PAGE TEXT:
* Begin *
Results and Discussion
The three themes of CPD, Community and Professional Identity are addressed in turn with selective illustrative quotes from the seventeen participants.
CPD
The strongest and most consistent finding from the data was teachers’ conviction that conferences represent an almost unrivalled CPD opportunity. Teachers linked this to professionalism by claiming that exposure to a kaleidoscope of input improves their practice. Although the participants, as indicated in Table 1, represented a large variation in teaching experience, and worked in different contexts, conferences were effective providers of CPD across the board. Prisha, a regular attender of the IATEFL annual conference, illustrated this point:
“I always come back with something new, something I’ve picked up from one of the sessions. It’s amazing really what you can go to, there’s so much choice, too much really.”
The notion of “choice” span across much of the data, as understood in terms of variety of content and mode of delivery, for example talks and workshops. As touched on earlier with reference to Finnegan et al. (2019), part of the attraction of conferences is the ability to select what and how to learn. Autonomy of practice is often regarded as an attribute of professionalism (cf., Evans, 2011), and the data suggest this freedom of choice extends to CPD uptake.
Further probed as to how CPD was connected to professionalism, Sean’s response was:
“You need to keep up-to-date these days, we all do. Like I was saying before, I’m not really into tech stuff myself but the kids are, so it’s kind of expected, that’s why I went to [name of presenter]’s session.”
Sean’s comment reflects a universal feeling that conferences represent innovation and best practice in ELT and corroborates both the non-ELT (e.g., Shannon et al., 2019) and ELT literature (e.g., Lamb, 2012) in identifying conferences primarily with CPD. Disappointment was expressed with individual sessions; for instance, Magda expected “more from such a big name”. There were suggestions for how the programme could be customised, as when Mei said that she felt there was “not enough on very young learners”. Overall, however, teachers perceived conference attendance as a visible indicator of professionalism.
Eight participants had presented at a conference, and this experience was highly estimated as a CPD exercise. As Hickson (2006) highlighted, beyond its value as a personal CPD opportunity, presenting brings benefits to the wider community, who may not have been at the conference. Francesco commented:
“I guess in a way they do [have an impact on CPD] for example if I think about [name of organisation], when we had people who had attended conferences, they came back and they presented what they’d seen etc. Then it obviously had, it was obviously good for professional development because we learned a lot.”
Two more comments referred to a cascade effect, which shows awareness that those privileged to attend conferences should share their learning. This duty was expressed in educational terms but commentators on professionalism, including Evans (2013), point out that there are ethical issues if CPD is self-contained: while professionalism is an individual responsibility, knowledge and values must be distributed across the field. This cannot be done in a vacuum where those who have access to CPD guard it to their own advantage.
The majority of participants also highlighted resources as an important take-away form of CPD. These comments referred to the resources exhibitions that are common to international and local conferences alike and complimentary materials distributed by publishers, often in sessions they sponsored, as Neil testified:
“I bought that book [name of presenter] wrote and got her to sign it at the stand.”
The term resources also includes technology. and several comments, for example, Oksana’s, below, suggest that teachers intended to use the technology in class:
“I’ll tell my students to download the app, because it looked useful.”
* End *
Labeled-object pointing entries
* Begin *
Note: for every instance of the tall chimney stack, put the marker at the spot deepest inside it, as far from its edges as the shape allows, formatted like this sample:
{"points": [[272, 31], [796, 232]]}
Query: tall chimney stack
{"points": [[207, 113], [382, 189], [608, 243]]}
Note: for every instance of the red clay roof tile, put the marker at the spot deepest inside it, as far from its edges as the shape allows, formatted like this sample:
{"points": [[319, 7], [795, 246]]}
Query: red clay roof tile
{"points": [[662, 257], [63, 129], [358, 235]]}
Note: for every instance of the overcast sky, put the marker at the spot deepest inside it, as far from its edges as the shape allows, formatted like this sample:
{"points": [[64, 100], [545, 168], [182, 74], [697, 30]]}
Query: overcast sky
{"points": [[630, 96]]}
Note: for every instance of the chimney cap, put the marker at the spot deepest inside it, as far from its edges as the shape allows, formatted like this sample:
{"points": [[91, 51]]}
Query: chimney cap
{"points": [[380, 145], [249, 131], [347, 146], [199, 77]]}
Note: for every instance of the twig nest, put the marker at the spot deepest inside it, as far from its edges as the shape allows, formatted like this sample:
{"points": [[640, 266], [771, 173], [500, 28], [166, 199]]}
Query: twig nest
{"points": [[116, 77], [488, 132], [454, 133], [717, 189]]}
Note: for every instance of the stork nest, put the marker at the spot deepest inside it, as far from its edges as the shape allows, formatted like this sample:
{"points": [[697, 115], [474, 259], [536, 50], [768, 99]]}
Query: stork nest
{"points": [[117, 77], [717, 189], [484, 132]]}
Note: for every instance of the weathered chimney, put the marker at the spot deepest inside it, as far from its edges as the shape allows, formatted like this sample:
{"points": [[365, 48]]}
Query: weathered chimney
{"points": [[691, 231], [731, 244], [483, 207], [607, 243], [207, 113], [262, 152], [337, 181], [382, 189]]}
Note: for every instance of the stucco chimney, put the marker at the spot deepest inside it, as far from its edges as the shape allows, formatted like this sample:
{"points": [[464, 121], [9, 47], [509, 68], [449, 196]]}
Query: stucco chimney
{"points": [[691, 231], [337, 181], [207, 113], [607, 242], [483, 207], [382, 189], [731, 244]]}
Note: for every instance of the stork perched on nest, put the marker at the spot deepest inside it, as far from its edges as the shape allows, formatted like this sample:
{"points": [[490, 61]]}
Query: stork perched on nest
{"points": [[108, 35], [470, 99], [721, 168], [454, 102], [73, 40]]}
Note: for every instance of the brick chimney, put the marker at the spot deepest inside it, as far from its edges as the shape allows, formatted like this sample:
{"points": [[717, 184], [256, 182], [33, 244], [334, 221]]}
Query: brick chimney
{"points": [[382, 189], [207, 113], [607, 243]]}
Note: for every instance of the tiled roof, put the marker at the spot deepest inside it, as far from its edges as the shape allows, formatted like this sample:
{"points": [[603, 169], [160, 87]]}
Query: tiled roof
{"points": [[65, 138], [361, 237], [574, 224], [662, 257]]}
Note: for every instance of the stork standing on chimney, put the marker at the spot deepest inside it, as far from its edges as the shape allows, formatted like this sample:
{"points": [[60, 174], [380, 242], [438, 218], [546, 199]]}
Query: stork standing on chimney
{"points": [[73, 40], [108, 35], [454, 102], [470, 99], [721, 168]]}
* End *
WORK TO DO:
A. From the passage on teachers and conferences, transcribe the part starting with "Results and Discussion" and going on through "the seventeen participants.".
B. Rescale the records starting with the line with "Note: for every instance of the stork standing" and going on through the last line of the records, and give only those lines again, requests included. Multiply every coordinate in the answers by 0.85 and round to whole numbers, halves up, but leave the format samples unchanged.

PER-TASK OUTPUTS:
A.
Results and Discussion
The three themes of CPD, Community and Professional Identity are addressed in turn with selective illustrative quotes from the seventeen participants.

B.
Note: for every instance of the stork standing on chimney, put the marker at the spot deepest inside it, as far from its edges as the shape allows, formatted like this sample:
{"points": [[60, 174], [380, 242], [438, 218], [546, 199]]}
Query: stork standing on chimney
{"points": [[62, 34], [92, 30], [386, 87], [400, 84], [613, 143]]}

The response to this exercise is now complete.